*** EXCERPTED RECORDS ***

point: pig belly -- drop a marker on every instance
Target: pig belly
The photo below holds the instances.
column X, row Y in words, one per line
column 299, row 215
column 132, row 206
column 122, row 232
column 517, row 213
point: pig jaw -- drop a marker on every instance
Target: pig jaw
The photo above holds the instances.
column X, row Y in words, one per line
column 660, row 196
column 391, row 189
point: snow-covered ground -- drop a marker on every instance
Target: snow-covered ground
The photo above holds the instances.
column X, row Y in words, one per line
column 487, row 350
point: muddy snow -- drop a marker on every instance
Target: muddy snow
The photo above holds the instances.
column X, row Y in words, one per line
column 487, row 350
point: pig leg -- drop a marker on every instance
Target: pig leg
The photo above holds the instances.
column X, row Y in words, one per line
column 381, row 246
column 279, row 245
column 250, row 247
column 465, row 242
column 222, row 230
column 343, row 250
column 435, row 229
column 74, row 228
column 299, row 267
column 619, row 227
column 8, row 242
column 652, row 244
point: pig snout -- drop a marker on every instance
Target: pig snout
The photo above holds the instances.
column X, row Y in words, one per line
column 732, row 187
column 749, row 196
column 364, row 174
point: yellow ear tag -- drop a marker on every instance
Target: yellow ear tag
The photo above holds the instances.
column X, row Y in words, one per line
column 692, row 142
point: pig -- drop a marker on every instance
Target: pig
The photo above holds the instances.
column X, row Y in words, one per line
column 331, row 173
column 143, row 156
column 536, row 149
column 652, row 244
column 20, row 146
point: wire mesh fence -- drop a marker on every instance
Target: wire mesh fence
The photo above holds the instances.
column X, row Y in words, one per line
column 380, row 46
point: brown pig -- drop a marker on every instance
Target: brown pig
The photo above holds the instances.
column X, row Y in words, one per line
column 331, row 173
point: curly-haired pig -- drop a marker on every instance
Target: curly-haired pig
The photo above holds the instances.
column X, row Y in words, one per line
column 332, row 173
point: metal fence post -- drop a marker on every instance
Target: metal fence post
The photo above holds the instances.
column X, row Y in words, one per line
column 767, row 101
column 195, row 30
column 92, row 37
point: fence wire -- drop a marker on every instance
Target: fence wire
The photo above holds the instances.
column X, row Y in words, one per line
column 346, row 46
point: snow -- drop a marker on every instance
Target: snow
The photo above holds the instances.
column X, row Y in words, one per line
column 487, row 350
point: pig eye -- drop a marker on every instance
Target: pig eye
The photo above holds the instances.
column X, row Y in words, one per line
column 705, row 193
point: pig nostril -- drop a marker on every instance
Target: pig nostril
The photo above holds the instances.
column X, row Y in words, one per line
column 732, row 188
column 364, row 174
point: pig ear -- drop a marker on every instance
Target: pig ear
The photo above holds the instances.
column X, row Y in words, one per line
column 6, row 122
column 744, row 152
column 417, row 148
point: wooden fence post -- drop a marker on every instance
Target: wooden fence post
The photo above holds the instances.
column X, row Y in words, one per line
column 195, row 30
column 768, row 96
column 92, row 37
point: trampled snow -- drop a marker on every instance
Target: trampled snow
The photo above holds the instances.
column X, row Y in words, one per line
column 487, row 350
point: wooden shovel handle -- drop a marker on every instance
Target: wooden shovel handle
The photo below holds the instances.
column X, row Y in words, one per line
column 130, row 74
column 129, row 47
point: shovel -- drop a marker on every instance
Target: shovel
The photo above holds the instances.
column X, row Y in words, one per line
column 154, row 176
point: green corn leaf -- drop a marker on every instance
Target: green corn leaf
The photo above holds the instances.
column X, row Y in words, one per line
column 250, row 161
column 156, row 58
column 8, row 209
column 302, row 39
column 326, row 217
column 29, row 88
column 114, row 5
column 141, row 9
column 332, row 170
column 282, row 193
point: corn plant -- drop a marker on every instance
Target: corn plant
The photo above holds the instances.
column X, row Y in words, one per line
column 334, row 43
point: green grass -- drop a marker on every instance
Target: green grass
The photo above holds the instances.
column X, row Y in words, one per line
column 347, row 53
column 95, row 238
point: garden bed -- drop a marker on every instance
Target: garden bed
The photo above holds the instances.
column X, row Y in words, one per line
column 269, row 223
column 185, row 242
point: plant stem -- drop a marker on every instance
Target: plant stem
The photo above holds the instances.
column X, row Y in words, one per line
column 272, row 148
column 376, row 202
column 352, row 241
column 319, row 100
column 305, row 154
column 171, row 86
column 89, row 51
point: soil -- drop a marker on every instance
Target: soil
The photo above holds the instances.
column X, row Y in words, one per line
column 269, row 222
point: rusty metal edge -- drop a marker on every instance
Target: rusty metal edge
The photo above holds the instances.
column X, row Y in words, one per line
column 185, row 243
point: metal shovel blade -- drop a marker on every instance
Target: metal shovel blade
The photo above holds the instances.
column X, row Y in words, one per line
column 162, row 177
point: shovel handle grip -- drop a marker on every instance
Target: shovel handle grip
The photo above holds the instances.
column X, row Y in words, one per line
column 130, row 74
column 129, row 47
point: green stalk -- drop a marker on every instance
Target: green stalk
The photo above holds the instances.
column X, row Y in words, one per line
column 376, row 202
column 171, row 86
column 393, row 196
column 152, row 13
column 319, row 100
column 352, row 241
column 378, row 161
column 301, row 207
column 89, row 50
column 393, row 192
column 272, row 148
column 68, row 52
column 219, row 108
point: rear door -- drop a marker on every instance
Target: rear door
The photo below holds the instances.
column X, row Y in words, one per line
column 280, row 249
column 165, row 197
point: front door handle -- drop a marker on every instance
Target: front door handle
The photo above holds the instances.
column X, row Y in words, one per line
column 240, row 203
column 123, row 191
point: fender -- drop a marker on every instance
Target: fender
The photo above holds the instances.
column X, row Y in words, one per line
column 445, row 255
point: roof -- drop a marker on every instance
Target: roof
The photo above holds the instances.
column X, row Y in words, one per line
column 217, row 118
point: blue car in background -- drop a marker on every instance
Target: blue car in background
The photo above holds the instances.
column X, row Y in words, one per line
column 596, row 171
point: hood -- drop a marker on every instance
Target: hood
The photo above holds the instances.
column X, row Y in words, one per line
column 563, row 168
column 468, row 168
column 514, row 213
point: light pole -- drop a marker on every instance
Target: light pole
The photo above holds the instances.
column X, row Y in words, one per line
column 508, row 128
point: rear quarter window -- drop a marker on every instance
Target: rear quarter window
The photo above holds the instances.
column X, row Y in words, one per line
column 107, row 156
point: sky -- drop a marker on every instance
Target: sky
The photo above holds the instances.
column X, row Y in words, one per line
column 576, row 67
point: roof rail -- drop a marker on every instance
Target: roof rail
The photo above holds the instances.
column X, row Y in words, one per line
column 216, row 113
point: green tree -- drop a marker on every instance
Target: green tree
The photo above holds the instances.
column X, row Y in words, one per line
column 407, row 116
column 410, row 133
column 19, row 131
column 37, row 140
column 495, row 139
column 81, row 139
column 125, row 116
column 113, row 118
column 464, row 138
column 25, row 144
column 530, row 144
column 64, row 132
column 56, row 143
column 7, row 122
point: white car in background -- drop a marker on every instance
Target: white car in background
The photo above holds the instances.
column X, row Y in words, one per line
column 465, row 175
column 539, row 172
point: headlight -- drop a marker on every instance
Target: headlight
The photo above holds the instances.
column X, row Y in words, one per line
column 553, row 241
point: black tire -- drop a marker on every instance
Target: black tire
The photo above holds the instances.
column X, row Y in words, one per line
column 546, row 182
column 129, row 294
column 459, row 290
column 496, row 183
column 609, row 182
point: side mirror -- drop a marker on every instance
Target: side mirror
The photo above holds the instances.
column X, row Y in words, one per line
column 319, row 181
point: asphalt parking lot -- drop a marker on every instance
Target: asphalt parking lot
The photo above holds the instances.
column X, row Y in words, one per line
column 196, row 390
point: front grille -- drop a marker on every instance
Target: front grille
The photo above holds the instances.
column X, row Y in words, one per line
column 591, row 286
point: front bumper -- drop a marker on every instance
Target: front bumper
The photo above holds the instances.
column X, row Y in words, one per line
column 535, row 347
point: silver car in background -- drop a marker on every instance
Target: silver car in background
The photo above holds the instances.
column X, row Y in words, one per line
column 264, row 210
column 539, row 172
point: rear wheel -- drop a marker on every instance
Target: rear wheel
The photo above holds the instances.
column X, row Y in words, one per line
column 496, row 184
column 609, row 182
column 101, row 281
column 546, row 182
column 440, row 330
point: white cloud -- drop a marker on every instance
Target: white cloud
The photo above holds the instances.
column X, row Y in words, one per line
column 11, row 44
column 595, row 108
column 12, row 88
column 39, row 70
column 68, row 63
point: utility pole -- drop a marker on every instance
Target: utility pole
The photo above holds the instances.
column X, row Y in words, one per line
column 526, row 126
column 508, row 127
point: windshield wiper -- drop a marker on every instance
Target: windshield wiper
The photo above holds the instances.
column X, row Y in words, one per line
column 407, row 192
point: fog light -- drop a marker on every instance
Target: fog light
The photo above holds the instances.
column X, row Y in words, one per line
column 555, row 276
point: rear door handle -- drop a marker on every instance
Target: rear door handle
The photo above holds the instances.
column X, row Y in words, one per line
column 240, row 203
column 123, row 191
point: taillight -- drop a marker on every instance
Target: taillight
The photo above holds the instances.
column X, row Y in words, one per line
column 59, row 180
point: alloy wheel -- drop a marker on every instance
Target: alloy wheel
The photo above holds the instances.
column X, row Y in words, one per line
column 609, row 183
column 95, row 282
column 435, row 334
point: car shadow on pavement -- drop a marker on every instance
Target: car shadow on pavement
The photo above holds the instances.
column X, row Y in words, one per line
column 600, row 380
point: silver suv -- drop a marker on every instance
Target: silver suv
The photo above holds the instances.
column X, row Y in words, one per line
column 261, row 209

*** End of EXCERPTED RECORDS ***

## WHAT THE TASK ASKS
Among the entries above, tally each line with the string "covered" and state that figure only.

## EXPECTED ANSWER
2